>>>>>

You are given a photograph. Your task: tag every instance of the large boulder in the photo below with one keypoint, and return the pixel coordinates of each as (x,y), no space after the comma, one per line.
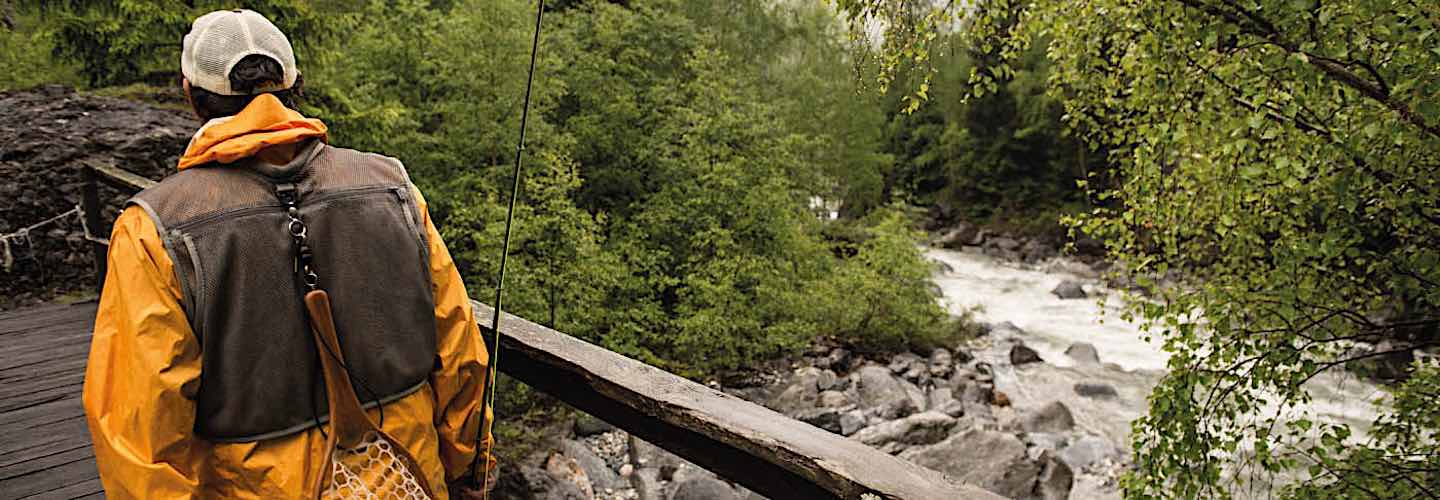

<<<<<
>>>>>

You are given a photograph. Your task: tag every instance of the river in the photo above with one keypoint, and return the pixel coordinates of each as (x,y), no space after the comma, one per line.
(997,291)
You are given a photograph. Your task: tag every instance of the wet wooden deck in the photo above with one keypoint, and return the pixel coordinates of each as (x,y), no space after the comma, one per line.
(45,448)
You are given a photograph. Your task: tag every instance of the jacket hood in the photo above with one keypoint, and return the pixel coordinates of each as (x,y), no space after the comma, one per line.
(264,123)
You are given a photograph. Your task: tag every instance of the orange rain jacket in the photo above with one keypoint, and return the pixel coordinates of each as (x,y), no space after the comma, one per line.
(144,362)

<<<<<
>>>>>

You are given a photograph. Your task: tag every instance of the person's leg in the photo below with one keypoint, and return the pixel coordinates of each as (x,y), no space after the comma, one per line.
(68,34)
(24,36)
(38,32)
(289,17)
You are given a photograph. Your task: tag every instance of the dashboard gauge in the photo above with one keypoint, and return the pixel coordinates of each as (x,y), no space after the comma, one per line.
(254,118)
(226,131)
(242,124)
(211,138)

<<<<<

[Direction] Display each line in the records above that contains the string "instance", treating uppercase and lowercase letters as different.

[Answer to the task]
You are given a photograph. Your task: tag every instance of the large boulder in the photo below with one keypoint, and return the pixel coordinates of each as (x,y), no space after the comma, one per line.
You are given a photograph. Your task: tag every instance of the river in the photo above with one keypoint, and return the pixel coordinates of each as (x,y), no space after the comma, one per line.
You are given a photograph. Your task: tag every instance of the wet wooden deck in the photo above with one keypoint, and return the pixel coordinates of each as (x,y), no space after the comma, one per line.
You are given a photograph. Your task: tag every instance of the jacket hood in the photo above with one keypoint, and return the pixel coordinates of each as (x,y), no space after the comma, one per line.
You are given a photograph. Your task: tag every instance of the orange rain jacket in the photo above with one keypoint, and return the pixel coordinates of each as (x,y), no space after the comma, one per line.
You are given a photograph. Your task: tag every instance of the person's leg in the photo below with one keypoint, and return the pixel coordinates of each as (x,y), no space after the comma, one per line.
You are given a photograph. Your task: tag every instance of the dashboard gauge in the photo above with one keypoint, and return the pixel coordinates of each as (x,y), no space after the comma, one per line.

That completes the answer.